Put each line of the entries below into a Markdown table with the columns Row and Line, numbering the rows and leaving out blank lines. Leave the pictures out of the answer.

[Begin]

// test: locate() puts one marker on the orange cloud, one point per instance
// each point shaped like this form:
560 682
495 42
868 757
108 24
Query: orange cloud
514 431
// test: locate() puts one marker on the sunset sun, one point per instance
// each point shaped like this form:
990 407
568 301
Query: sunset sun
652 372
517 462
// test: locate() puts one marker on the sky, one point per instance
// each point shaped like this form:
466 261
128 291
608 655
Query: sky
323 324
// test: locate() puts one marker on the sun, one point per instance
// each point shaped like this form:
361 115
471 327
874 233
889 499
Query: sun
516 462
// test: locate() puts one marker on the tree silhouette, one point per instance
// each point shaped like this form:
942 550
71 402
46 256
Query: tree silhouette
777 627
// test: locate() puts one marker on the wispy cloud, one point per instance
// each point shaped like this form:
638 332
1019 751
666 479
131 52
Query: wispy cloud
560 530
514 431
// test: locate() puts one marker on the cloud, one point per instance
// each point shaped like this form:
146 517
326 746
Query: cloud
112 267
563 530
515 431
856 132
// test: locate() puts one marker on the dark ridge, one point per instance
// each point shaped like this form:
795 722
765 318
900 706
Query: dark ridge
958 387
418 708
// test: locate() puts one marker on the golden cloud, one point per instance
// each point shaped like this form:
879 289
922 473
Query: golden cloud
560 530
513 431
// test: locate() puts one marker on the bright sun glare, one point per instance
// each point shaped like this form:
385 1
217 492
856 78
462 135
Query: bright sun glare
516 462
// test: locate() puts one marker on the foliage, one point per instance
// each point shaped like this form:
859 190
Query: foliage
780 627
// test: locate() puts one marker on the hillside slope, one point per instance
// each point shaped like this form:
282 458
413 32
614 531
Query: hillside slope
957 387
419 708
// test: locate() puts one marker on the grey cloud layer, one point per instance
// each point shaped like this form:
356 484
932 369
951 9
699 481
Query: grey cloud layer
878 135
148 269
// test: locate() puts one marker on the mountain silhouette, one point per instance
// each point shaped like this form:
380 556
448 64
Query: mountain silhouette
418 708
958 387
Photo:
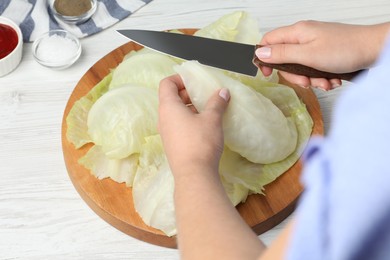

[End]

▸ THE OUTPUT:
| Row | Line |
|---|---|
| 1 | // test: locate() puts one marker on the orange cloud, one point per instance |
| 2 | // each point shaped like this form: |
| 3 | 560 682 |
| 4 | 495 42 |
| 5 | 868 757 |
| 6 | 108 24 |
| 7 | Query: orange cloud |
| 8 | 514 431 |
| 9 | // test: locate() puts one marker on the sunset sun, one point per instance |
| 10 | // each point shaped like this form: |
| 11 | 990 407 |
| 12 | 568 301 |
| 13 | Query: sunset sun |
| 14 | 652 372 |
| 15 | 517 462 |
| 16 | // test: locate() puts one marker on the sky, one point per instance |
| 17 | // each point shaped like this form: |
| 18 | 466 261 |
| 19 | 128 291 |
| 20 | 608 655 |
| 21 | Query: sky |
| 22 | 323 324 |
| 23 | // test: locate() puts one marker on the sun, one point per instance |
| 24 | // each point shaped like this form: |
| 25 | 361 115 |
| 26 | 471 327 |
| 27 | 874 233 |
| 28 | 889 499 |
| 29 | Query: sun |
| 30 | 516 462 |
| 31 | // test: locate() puts one marker on the tree silhouette, one point per instance |
| 32 | // each point shaped like this form: |
| 33 | 942 550 |
| 34 | 71 402 |
| 35 | 46 256 |
| 36 | Query: tree silhouette |
| 37 | 777 627 |
| 38 | // test: locate() puts one marker on the wispy cloud, one point per instance |
| 39 | // each point shaped like this form: |
| 40 | 638 332 |
| 41 | 1019 751 |
| 42 | 666 479 |
| 43 | 131 52 |
| 44 | Query: wispy cloud |
| 45 | 560 530 |
| 46 | 514 431 |
| 47 | // test: locate() puts one marker on the cloud, one point per instance |
| 48 | // each point shaped like this form: |
| 49 | 146 517 |
| 50 | 326 746 |
| 51 | Query: cloud |
| 52 | 112 267 |
| 53 | 563 530 |
| 54 | 515 431 |
| 55 | 856 132 |
| 56 | // test: locate() puts one marker on the dark ridge, one point per instance |
| 57 | // each point shaped like this form: |
| 58 | 795 722 |
| 59 | 765 318 |
| 60 | 900 706 |
| 61 | Query: dark ridge |
| 62 | 958 387 |
| 63 | 418 708 |
| 64 | // test: locate() puts one marker on the golden cloud, one point per instance |
| 65 | // each point shaped like this form: |
| 66 | 879 289 |
| 67 | 922 473 |
| 68 | Query: golden cloud |
| 69 | 560 530 |
| 70 | 513 431 |
| 71 | // test: locate() puts one marker on the bright sun glare, one point per instance |
| 72 | // each point shaped like this form: |
| 73 | 385 1 |
| 74 | 217 492 |
| 75 | 856 78 |
| 76 | 462 135 |
| 77 | Query: bright sun glare |
| 78 | 516 462 |
| 79 | // test: locate() puts one marker on the foliage, one point per instance |
| 80 | // each point shaped like this form: |
| 81 | 859 190 |
| 82 | Query: foliage |
| 83 | 780 627 |
| 84 | // test: locate() puts one marker on the hillside slope, one point per instance |
| 85 | // each point shaped like this form: |
| 86 | 282 458 |
| 87 | 413 32 |
| 88 | 614 531 |
| 89 | Query: hillside slope |
| 90 | 957 387 |
| 91 | 419 708 |
| 92 | // test: locate() puts one marker on the grey cloud layer, one point per instance |
| 93 | // each point shaped like this form: |
| 94 | 356 484 |
| 95 | 932 369 |
| 96 | 951 9 |
| 97 | 699 481 |
| 98 | Query: grey cloud layer |
| 99 | 878 135 |
| 100 | 148 269 |
| 101 | // test: locate() puts one marker on the mountain silhouette, one point per instance |
| 102 | // each point shaped like this form: |
| 103 | 380 556 |
| 104 | 448 64 |
| 105 | Query: mountain silhouette |
| 106 | 418 708 |
| 107 | 958 387 |
| 108 | Photo: |